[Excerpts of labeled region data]
══════════════════════════════
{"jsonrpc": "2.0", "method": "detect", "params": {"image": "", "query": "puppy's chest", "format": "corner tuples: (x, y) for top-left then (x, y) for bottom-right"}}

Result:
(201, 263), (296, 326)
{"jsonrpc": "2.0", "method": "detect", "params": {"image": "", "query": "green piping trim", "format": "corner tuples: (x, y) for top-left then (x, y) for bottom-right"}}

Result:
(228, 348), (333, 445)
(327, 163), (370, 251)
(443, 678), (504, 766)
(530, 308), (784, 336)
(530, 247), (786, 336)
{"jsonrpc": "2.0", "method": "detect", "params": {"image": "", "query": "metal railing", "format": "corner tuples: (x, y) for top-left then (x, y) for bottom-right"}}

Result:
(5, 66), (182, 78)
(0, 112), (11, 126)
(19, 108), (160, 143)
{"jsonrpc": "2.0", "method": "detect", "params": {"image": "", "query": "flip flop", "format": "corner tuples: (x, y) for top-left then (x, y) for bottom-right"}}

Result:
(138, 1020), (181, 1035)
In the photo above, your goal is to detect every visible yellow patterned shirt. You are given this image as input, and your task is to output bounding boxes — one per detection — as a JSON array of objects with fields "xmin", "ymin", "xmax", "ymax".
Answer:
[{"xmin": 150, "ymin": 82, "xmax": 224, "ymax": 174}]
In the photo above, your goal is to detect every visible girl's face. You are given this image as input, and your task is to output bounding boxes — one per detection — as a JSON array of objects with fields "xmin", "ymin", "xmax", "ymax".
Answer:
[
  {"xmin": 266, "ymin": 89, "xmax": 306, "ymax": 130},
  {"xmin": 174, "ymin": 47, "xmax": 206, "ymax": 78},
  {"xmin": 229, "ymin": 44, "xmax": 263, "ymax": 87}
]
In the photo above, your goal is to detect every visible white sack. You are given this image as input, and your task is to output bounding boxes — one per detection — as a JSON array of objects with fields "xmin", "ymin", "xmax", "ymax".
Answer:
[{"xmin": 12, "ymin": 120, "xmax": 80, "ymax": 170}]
══════════════════════════════
▸ Requirement:
Update the data above so that each "Result" reads "Output" instead, keeping everything else the same.

▸ Result below:
{"jsonrpc": "2.0", "method": "detect", "params": {"image": "", "query": "puppy's chest", "format": "corner tuples: (x, y) for top-left then (x, y) for bottom-right"}}

Output:
(201, 263), (296, 326)
{"jsonrpc": "2.0", "method": "detect", "params": {"image": "", "query": "green piping trim", "format": "corner tuples: (x, y) for top-left then (x, y) for bottom-right"}}

Output:
(228, 348), (333, 445)
(327, 163), (370, 251)
(443, 678), (504, 766)
(530, 308), (784, 336)
(530, 247), (786, 336)
{"jsonrpc": "2.0", "method": "detect", "params": {"image": "", "query": "metal railing", "format": "corner tuples: (x, y) for top-left then (x, y) for bottom-right"}}

Output:
(5, 66), (182, 78)
(0, 112), (11, 126)
(19, 108), (160, 143)
{"jsonrpc": "2.0", "method": "detect", "params": {"image": "", "query": "flip flop", "format": "corner tuples: (x, y) for top-left then (x, y) for bottom-right"}}

Output:
(138, 1020), (181, 1035)
In the photo above, your goal is to detect every visible yellow patterned shirt. You are given this image as input, and your task is to output bounding boxes — one per detection — as a JSON array of objects with fields "xmin", "ymin", "xmax", "ymax".
Answer:
[{"xmin": 150, "ymin": 82, "xmax": 224, "ymax": 174}]
In the photo above, your goal is to detect every visible girl's face. You are given this image as input, and your task is to output bounding boxes — one per detection — as a JSON array of objects with fields "xmin", "ymin", "xmax", "ymax".
Answer:
[
  {"xmin": 266, "ymin": 89, "xmax": 306, "ymax": 130},
  {"xmin": 174, "ymin": 47, "xmax": 206, "ymax": 78},
  {"xmin": 229, "ymin": 44, "xmax": 263, "ymax": 87}
]
In the photo above, your goal is to detect every visible white sack. You are given this image as input, and your task is to output bounding boxes — one per detection — as a JSON array of objects with fields "xmin", "ymin", "xmax", "ymax".
Answer:
[{"xmin": 12, "ymin": 120, "xmax": 80, "ymax": 170}]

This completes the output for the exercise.